◆ Object pointing dataset rows:
○ ○ ○ ○

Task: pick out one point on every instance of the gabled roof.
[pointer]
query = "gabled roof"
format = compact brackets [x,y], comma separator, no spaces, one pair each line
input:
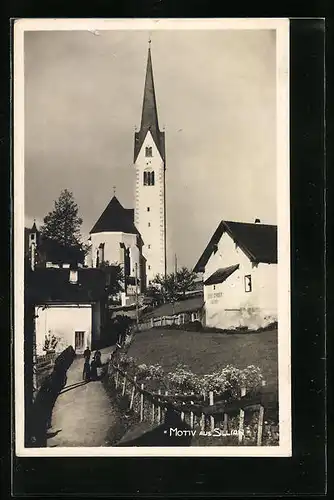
[221,275]
[116,218]
[149,119]
[46,285]
[51,251]
[258,242]
[182,306]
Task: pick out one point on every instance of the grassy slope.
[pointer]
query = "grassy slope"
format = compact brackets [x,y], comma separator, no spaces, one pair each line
[207,352]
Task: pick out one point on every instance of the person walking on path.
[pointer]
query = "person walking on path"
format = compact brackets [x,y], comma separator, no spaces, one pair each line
[87,353]
[86,371]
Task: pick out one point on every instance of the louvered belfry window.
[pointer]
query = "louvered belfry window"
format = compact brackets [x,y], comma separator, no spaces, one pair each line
[149,179]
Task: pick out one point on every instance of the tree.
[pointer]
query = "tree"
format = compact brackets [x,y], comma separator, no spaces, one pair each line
[115,279]
[174,286]
[63,223]
[185,281]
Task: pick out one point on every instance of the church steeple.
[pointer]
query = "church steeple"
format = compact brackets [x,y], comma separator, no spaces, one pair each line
[149,118]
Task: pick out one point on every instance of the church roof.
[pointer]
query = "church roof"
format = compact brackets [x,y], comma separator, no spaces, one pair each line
[116,218]
[149,119]
[53,285]
[221,275]
[258,242]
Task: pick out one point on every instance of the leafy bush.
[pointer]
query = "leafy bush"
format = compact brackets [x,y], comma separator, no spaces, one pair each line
[229,379]
[184,379]
[151,372]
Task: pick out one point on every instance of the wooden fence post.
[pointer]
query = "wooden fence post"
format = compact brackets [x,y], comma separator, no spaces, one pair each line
[260,426]
[212,418]
[225,427]
[153,412]
[124,384]
[159,408]
[241,418]
[192,416]
[182,412]
[202,415]
[166,394]
[142,403]
[133,392]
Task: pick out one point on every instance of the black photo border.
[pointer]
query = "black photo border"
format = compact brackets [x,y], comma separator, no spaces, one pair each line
[305,472]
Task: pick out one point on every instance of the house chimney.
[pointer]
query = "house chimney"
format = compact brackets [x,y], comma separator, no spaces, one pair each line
[32,256]
[73,276]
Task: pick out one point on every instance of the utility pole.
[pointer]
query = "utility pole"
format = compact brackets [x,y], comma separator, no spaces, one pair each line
[137,309]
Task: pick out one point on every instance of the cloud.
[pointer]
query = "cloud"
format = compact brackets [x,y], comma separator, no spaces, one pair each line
[216,97]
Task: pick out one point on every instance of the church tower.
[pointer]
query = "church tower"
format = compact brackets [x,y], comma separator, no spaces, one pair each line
[150,201]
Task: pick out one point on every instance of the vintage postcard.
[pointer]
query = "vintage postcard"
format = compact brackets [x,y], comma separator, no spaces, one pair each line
[151,237]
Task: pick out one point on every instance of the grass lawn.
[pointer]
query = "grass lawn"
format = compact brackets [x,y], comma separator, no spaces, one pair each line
[208,352]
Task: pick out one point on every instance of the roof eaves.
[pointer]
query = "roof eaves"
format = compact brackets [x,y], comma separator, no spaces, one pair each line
[243,247]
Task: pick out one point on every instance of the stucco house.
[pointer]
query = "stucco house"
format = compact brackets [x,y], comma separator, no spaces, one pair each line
[239,267]
[70,304]
[41,251]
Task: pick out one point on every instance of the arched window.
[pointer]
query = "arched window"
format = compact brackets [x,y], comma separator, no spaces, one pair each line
[148,152]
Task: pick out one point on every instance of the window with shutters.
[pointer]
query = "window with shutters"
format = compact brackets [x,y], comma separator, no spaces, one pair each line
[248,283]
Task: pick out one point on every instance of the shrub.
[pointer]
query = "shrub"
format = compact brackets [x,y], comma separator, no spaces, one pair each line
[228,380]
[184,379]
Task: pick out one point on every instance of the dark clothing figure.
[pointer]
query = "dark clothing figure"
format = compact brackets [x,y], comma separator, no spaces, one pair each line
[86,371]
[97,359]
[87,353]
[93,370]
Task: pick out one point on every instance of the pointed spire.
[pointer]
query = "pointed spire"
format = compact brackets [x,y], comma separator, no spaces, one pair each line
[149,118]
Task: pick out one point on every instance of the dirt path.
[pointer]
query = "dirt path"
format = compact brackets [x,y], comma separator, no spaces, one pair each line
[82,414]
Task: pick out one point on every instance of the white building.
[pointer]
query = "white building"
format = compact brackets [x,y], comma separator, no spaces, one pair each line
[136,238]
[70,305]
[149,160]
[239,267]
[115,239]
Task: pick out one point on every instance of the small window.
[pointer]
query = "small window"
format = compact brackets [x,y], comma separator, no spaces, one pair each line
[248,283]
[149,179]
[73,276]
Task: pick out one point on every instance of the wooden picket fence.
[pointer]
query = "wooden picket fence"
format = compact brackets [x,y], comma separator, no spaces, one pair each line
[194,409]
[176,319]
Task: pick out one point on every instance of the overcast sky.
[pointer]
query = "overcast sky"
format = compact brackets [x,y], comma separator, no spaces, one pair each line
[216,99]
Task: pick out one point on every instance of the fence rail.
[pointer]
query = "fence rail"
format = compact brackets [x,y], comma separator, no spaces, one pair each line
[176,319]
[194,409]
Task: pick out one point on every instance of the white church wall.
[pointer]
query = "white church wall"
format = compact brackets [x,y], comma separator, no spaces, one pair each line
[112,250]
[228,304]
[149,208]
[134,259]
[63,321]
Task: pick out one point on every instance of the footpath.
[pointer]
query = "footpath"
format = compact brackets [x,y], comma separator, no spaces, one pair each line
[83,413]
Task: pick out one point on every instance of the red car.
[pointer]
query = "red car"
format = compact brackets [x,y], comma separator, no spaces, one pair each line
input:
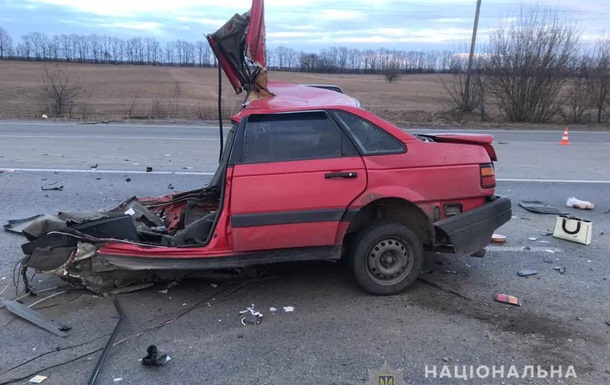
[305,175]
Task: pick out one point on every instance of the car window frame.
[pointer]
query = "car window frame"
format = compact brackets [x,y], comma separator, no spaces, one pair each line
[350,134]
[348,148]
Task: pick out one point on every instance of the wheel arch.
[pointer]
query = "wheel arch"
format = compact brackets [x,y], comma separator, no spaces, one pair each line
[394,209]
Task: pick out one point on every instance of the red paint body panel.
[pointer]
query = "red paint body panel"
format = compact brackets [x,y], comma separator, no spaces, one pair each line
[428,174]
[291,187]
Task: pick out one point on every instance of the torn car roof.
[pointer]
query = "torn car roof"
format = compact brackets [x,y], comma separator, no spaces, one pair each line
[294,97]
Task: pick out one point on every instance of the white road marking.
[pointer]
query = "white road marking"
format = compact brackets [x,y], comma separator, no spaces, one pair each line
[75,124]
[553,180]
[169,138]
[513,249]
[91,171]
[10,169]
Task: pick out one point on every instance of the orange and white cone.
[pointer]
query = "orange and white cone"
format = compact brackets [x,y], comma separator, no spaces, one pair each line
[564,139]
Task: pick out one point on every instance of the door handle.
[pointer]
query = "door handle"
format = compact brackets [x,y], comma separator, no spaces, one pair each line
[346,175]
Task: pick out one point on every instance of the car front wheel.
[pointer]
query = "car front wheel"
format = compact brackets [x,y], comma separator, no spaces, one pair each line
[387,258]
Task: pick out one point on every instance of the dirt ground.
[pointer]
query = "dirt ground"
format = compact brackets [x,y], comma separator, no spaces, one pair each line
[133,92]
[124,91]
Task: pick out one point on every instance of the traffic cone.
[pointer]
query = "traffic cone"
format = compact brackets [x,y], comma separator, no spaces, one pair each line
[564,139]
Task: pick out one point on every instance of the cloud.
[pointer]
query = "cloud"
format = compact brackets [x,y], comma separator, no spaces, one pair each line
[303,24]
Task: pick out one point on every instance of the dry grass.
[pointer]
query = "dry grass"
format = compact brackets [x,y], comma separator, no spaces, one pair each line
[114,92]
[123,91]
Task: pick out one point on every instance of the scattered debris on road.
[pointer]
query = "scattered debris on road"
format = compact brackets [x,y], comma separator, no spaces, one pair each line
[250,316]
[37,379]
[569,228]
[154,357]
[509,299]
[130,289]
[436,285]
[17,225]
[578,204]
[539,207]
[36,318]
[527,272]
[498,239]
[57,188]
[109,343]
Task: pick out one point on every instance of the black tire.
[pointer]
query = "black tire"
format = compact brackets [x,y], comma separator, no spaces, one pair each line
[387,258]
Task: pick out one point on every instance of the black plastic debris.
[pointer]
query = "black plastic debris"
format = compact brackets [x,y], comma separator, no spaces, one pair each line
[527,272]
[154,357]
[250,316]
[57,188]
[539,207]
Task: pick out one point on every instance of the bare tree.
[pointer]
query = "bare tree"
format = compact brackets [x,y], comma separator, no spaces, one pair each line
[391,71]
[6,43]
[59,93]
[529,64]
[599,77]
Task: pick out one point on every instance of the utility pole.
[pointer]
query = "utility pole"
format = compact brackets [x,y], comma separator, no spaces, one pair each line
[471,57]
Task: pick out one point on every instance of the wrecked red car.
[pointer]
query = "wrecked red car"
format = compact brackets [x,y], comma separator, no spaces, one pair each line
[305,175]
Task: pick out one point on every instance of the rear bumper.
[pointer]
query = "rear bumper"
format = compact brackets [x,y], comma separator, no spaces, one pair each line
[471,231]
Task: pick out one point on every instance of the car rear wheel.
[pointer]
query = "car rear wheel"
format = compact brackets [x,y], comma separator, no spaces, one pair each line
[387,258]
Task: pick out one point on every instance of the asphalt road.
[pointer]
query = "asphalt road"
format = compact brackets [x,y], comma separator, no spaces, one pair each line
[194,149]
[336,333]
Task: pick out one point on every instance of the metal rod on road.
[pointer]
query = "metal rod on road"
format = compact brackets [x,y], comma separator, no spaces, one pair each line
[109,344]
[471,57]
[220,111]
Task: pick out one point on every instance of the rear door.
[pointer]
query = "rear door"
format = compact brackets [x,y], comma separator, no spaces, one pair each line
[294,176]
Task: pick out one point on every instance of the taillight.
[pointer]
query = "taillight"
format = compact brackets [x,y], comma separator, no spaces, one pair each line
[488,176]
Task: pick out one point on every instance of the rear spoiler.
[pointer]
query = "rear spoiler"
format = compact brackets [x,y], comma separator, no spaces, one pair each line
[484,140]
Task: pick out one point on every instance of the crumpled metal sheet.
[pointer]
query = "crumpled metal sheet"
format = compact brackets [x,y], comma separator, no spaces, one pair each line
[17,225]
[36,318]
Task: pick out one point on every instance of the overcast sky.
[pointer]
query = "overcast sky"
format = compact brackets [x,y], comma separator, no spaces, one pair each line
[300,24]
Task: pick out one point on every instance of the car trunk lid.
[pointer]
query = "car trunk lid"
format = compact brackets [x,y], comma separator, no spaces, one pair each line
[484,140]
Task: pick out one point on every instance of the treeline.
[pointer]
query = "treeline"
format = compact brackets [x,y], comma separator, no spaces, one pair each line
[104,49]
[537,68]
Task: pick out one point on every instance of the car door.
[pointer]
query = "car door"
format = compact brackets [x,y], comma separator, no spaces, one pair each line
[294,176]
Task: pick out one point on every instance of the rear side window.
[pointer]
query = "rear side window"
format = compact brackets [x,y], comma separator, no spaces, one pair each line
[278,138]
[370,139]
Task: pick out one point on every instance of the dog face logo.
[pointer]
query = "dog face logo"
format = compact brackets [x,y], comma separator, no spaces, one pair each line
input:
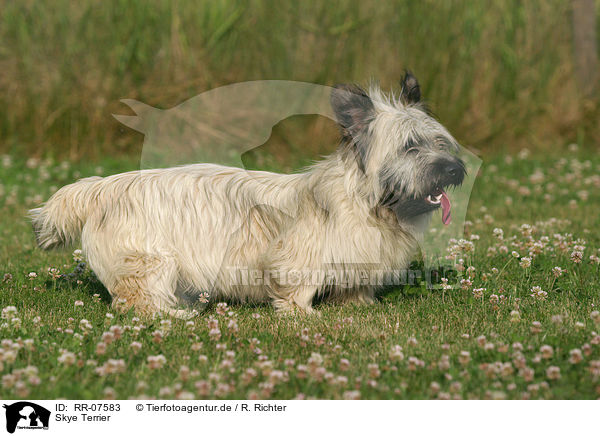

○ ○ ○ ○

◆ What is asked: List every line of the data above that contains the word "bush", copying each line in full.

◆ Complete response:
Task: pick out one point on every instance of the leafy bush.
query = "leafy bush"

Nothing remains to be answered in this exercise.